[[ RECORDS SHOWN, beginning ]]

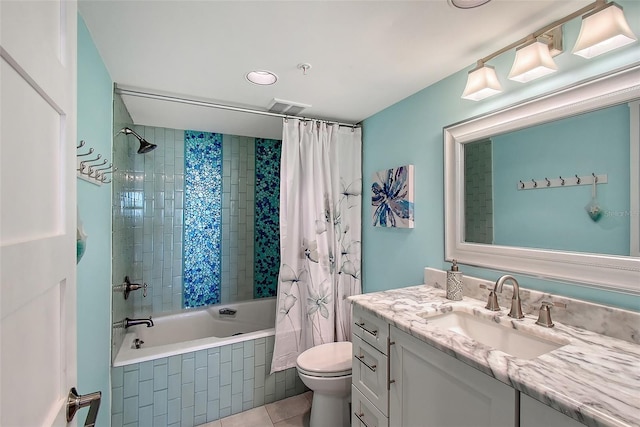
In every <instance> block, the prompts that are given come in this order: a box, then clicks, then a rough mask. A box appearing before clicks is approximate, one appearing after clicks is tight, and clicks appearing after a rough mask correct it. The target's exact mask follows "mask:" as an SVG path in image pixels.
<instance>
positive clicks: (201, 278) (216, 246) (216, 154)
mask: <svg viewBox="0 0 640 427" xmlns="http://www.w3.org/2000/svg"><path fill="white" fill-rule="evenodd" d="M184 150H185V156H184V161H185V167H184V169H185V171H184V180H185V182H184V240H183V241H184V249H183V250H184V279H183V280H184V283H183V305H184V307H185V308H188V307H199V306H203V305H210V304H216V303H218V302H220V277H221V271H222V267H221V259H222V135H221V134H217V133H208V132H198V131H185V133H184Z"/></svg>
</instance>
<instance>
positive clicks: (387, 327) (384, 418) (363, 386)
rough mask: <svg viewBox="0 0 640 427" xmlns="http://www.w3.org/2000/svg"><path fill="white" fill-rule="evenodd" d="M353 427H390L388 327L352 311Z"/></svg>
mask: <svg viewBox="0 0 640 427" xmlns="http://www.w3.org/2000/svg"><path fill="white" fill-rule="evenodd" d="M353 321H354V325H353V328H352V330H353V334H352V343H353V367H352V370H351V372H352V394H351V409H352V414H351V426H352V427H388V425H389V420H388V416H389V324H388V323H387V322H385V321H384V320H382V319H380V318H378V317H375V316H373V315H371V314H369V313H366V312H365V311H363V310H362V309H360V308H359V307H357V306H356V307H354V309H353Z"/></svg>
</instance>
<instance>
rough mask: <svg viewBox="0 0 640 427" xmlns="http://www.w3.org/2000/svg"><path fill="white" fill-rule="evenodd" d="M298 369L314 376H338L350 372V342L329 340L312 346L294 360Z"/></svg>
mask: <svg viewBox="0 0 640 427" xmlns="http://www.w3.org/2000/svg"><path fill="white" fill-rule="evenodd" d="M296 363H297V365H298V370H299V371H300V372H302V373H303V374H307V375H311V376H316V377H338V376H343V375H350V374H351V343H350V342H349V341H344V342H331V343H327V344H320V345H317V346H315V347H312V348H310V349H308V350H306V351H304V352H302V354H300V355H299V356H298V359H297V360H296Z"/></svg>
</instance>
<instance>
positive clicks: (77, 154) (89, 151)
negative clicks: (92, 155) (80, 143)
mask: <svg viewBox="0 0 640 427" xmlns="http://www.w3.org/2000/svg"><path fill="white" fill-rule="evenodd" d="M89 154H93V148H89V152H88V153H84V154H77V157H82V156H88V155H89Z"/></svg>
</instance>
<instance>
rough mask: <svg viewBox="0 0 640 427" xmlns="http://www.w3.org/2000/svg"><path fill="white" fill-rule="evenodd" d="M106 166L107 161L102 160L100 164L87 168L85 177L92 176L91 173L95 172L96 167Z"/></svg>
mask: <svg viewBox="0 0 640 427" xmlns="http://www.w3.org/2000/svg"><path fill="white" fill-rule="evenodd" d="M106 164H107V159H104V160H103V161H102V163H98V164H95V165H90V166H89V168H88V169H87V172H88V174H87V175H89V176H91V175H92V174H93V172H94V171H95V167H96V166H104V165H106Z"/></svg>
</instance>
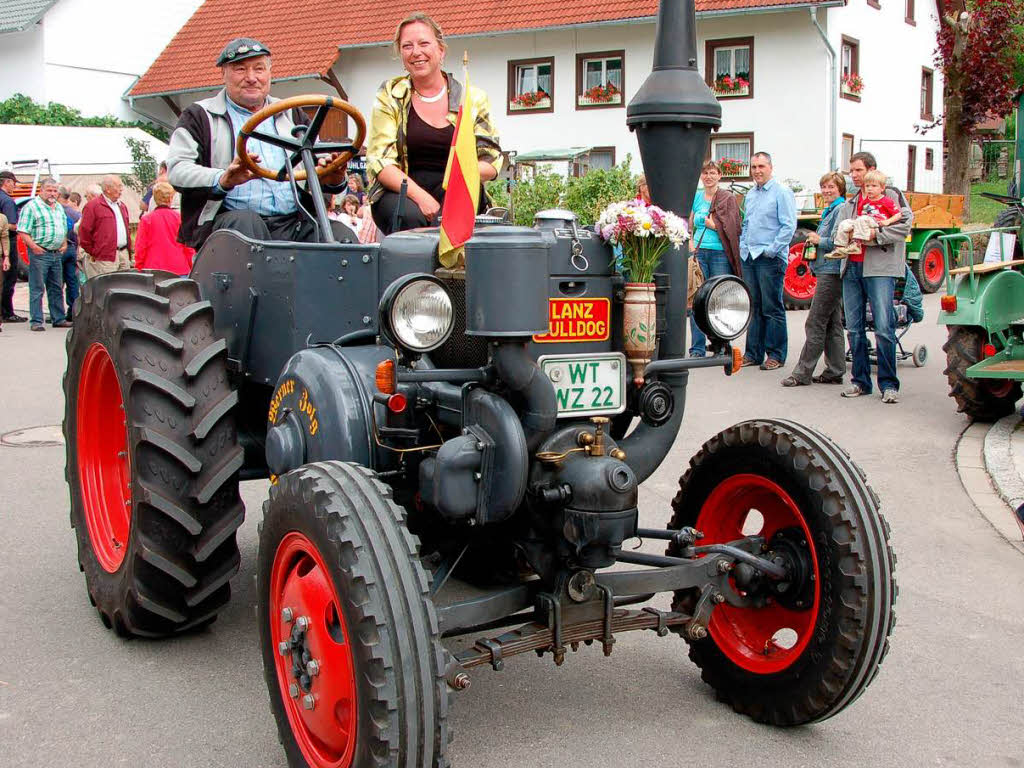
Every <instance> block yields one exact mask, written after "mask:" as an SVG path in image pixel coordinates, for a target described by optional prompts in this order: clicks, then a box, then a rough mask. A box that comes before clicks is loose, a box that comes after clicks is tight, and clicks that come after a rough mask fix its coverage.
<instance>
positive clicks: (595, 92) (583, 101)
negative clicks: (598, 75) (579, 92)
mask: <svg viewBox="0 0 1024 768" xmlns="http://www.w3.org/2000/svg"><path fill="white" fill-rule="evenodd" d="M622 102H623V92H622V91H621V90H618V89H617V88H616V87H615V86H614V85H613V84H612V83H608V84H607V85H595V86H593V87H592V88H588V89H587V90H586V91H584V92H583V93H581V94H580V95H578V96H577V104H579V105H580V106H590V105H592V104H621V103H622Z"/></svg>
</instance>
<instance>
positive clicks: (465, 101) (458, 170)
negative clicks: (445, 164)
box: [437, 77, 480, 268]
mask: <svg viewBox="0 0 1024 768" xmlns="http://www.w3.org/2000/svg"><path fill="white" fill-rule="evenodd" d="M465 80H466V87H465V89H464V90H463V94H462V104H460V106H459V115H458V117H457V118H456V122H455V134H454V135H453V136H452V150H451V152H449V162H447V167H446V168H445V169H444V189H445V191H444V204H443V205H442V206H441V242H440V245H439V247H438V249H437V255H438V258H439V259H440V262H441V265H442V266H445V267H450V268H451V267H454V266H456V265H457V264H459V263H460V261H462V257H463V246H464V245H465V244H466V241H467V240H469V239H470V238H471V237H473V222H474V221H475V220H476V208H477V206H478V205H479V203H480V167H479V165H477V160H476V135H475V133H474V130H473V128H474V126H475V123H476V116H475V115H473V110H472V106H471V105H470V101H469V78H468V77H467V78H466V79H465Z"/></svg>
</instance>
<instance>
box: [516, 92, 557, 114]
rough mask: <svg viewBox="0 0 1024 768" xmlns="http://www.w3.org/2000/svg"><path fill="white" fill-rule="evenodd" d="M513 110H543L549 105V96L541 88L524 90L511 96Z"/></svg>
mask: <svg viewBox="0 0 1024 768" xmlns="http://www.w3.org/2000/svg"><path fill="white" fill-rule="evenodd" d="M510 105H511V108H512V109H513V110H543V109H546V108H548V106H551V96H549V95H548V94H547V93H545V92H544V91H541V90H537V91H526V92H524V93H520V94H519V95H518V96H514V97H513V98H512V103H511V104H510Z"/></svg>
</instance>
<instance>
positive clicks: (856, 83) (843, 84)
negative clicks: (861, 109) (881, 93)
mask: <svg viewBox="0 0 1024 768" xmlns="http://www.w3.org/2000/svg"><path fill="white" fill-rule="evenodd" d="M862 90H864V81H863V79H862V78H861V77H860V75H847V76H846V77H844V78H843V92H844V93H846V94H849V95H851V96H859V95H860V92H861V91H862Z"/></svg>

[[ RECORDS SHOWN, end ]]

> [BRIEF]: State how many lines of the records contain the word "target", and reply with that number alone.

> [RESULT]: 2